◆ **Provided text**:
------------

5. Proposed concepts and methods

In the section, we describe our methods in details. Section 5.1 describes how to set capacities of the correcting edge pairs in the complex network, and Section 5.2 describes how to identify the best intervals at a level of the complex network.

5.1 Setting capacities of correcting edge pairs

According to the description of Observation 3, the predicted support of the itemsets in an interval can be close to their real supports, if the values of the $F_{corr\_s}$ ’s and $F_{corr\_t}$ ’s are set correctly $.$ In the section, we describe how to set the capacities of the correcting edge pairs to make the predicted support of each itemset close to its real support. The measure for the predicted flow of an itemset close to its real support can be calculated by Eq. 1. Note that, the values of $F_{corr\_s}$ ’s and $F_{corr\_t}$ ’s in an interval have same value pair of capacities; hence, the $F_{corr\_s}$ ’s and $F_{corr\_t}$ ’s are represented as $F_{corr\_s}$ and $F_{corr\_t}$ , separately.

$\textit{Error}=\sum\limits_{i=1}^{n}\left(F_{dist}(i)+F_{corr\_s}(i)-F_{corr\_% t}(i)-\textit{Real\_Support}(i)\right)^{2}$ (1)

where $n$ represents the number of the itemsets in an interval. If the predicted flows are close to their corresponding real supports, then the error is small; on the contrary, the error is large.

Before discussing how to assign the capacities in details, Eq. 2 and some theorems relating to the formula are introduced, which is useful to understand the problem.

------------

◆ **Actions to take**:
**A)** Transcribe the portion of the excerpt on correcting edge pairs between "Before discussing how" and "understand the problem.", inclusive.
**B)** Resume the excerpt on correcting edge pairs at the point where it stops, and carry it forward.

◆ **Data provided**:
------------

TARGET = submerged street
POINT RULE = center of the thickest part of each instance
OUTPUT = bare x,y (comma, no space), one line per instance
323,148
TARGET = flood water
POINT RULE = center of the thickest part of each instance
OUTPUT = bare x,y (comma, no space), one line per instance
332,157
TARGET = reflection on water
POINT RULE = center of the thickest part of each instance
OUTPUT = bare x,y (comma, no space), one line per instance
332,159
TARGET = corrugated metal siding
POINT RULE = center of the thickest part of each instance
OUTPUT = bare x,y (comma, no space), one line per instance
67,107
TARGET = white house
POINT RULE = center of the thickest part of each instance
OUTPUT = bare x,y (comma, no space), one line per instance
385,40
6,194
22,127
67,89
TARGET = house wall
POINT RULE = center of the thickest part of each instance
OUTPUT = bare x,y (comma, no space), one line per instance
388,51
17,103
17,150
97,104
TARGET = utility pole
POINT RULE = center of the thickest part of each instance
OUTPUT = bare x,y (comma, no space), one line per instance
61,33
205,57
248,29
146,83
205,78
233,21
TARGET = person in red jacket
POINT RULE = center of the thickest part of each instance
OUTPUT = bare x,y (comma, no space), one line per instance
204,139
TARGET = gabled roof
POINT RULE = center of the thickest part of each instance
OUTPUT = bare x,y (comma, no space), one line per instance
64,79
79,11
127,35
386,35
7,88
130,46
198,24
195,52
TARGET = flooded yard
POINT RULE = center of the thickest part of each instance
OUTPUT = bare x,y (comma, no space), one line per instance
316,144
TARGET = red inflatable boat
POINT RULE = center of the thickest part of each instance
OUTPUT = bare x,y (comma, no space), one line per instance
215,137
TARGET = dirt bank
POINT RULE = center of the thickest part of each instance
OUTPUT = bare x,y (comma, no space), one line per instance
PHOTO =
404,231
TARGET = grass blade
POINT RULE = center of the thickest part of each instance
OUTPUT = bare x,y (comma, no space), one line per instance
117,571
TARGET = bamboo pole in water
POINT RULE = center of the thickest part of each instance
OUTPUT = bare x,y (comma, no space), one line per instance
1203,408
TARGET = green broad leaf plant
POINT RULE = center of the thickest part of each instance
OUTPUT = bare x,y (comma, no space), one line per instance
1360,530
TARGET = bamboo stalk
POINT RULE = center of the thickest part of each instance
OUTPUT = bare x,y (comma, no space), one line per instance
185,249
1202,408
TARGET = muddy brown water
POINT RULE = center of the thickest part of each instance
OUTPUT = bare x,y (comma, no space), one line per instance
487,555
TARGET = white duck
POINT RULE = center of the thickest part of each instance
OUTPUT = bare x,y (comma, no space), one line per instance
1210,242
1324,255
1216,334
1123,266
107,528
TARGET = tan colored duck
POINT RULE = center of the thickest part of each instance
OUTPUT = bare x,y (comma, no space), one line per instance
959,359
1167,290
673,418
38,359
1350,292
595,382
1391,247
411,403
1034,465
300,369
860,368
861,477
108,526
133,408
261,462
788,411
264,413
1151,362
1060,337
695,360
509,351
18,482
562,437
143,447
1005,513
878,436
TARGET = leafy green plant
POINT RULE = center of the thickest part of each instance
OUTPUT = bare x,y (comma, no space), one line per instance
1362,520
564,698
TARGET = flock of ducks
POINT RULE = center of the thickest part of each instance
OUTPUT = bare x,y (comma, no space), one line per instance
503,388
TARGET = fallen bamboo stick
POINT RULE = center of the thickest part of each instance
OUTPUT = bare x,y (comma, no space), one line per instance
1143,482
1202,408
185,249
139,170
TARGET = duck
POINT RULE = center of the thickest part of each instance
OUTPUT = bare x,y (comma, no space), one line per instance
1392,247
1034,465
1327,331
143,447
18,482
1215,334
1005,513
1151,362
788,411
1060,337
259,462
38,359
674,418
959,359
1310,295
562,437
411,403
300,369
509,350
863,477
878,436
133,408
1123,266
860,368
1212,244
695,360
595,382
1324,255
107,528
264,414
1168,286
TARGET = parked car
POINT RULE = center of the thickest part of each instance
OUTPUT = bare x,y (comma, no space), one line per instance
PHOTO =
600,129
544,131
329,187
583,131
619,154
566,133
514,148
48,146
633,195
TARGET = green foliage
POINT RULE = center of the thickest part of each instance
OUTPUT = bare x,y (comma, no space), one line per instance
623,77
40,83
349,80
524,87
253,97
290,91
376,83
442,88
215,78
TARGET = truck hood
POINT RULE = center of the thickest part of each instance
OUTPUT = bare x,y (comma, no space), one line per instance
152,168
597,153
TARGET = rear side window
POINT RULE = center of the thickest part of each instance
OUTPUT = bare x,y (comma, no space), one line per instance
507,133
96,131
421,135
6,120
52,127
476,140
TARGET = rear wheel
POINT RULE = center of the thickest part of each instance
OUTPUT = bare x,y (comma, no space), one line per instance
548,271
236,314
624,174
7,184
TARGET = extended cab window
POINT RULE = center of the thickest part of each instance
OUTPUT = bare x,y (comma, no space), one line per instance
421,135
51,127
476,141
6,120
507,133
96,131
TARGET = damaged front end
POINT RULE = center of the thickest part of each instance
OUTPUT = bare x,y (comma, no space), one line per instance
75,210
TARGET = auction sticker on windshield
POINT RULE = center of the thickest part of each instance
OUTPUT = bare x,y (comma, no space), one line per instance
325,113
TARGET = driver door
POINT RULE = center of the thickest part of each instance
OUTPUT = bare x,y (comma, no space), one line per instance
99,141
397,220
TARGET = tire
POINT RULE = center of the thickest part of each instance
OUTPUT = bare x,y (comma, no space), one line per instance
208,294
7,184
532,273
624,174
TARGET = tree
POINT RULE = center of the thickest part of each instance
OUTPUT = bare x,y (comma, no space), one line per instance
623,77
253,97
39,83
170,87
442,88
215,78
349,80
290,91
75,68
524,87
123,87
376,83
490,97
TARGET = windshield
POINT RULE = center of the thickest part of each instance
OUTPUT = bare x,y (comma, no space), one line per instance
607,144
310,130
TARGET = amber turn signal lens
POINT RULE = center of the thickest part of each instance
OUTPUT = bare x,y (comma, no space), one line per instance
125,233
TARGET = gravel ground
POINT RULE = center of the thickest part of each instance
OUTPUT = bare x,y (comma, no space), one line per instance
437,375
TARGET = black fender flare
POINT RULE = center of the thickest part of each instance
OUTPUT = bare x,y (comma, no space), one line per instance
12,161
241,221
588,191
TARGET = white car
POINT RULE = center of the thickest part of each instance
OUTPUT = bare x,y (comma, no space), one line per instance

------------

◆ **Results**:
**A)**
Before discussing how to assign the capacities in details, Eq. 2 and some theorems relating to the formula are introduced, which is useful to understand the problem.

**B)**
$\textit{Condition}=\sum\limits_{i=1}^{n}\left(F_{dist}(i)-\textit{Real\_% Support}(i)\right)$ (2)

where $n$ represents the number of the itemsets in an interval. The condition in Eq. 2 is related to setting $F_{corr\_s}$ and $F_{corr\_t}$ in an interval. The reason is described in Theorem 1.

Theorem 1. When the condition is a positive number, value of $F_{corr\_s}$ of all the itemsets in an interval must be 0, and value of $F_{corr\_t}$ of all the itemsets must be positive numbers; when the condition is a negative number, the $F_{corr\_s}$ must be positive numbers, and the $F_{corr\_t}$ must be 0; when the condition is 0, then the $F_{corr\_s}$ and $F_{corr\_t}$ must be 0.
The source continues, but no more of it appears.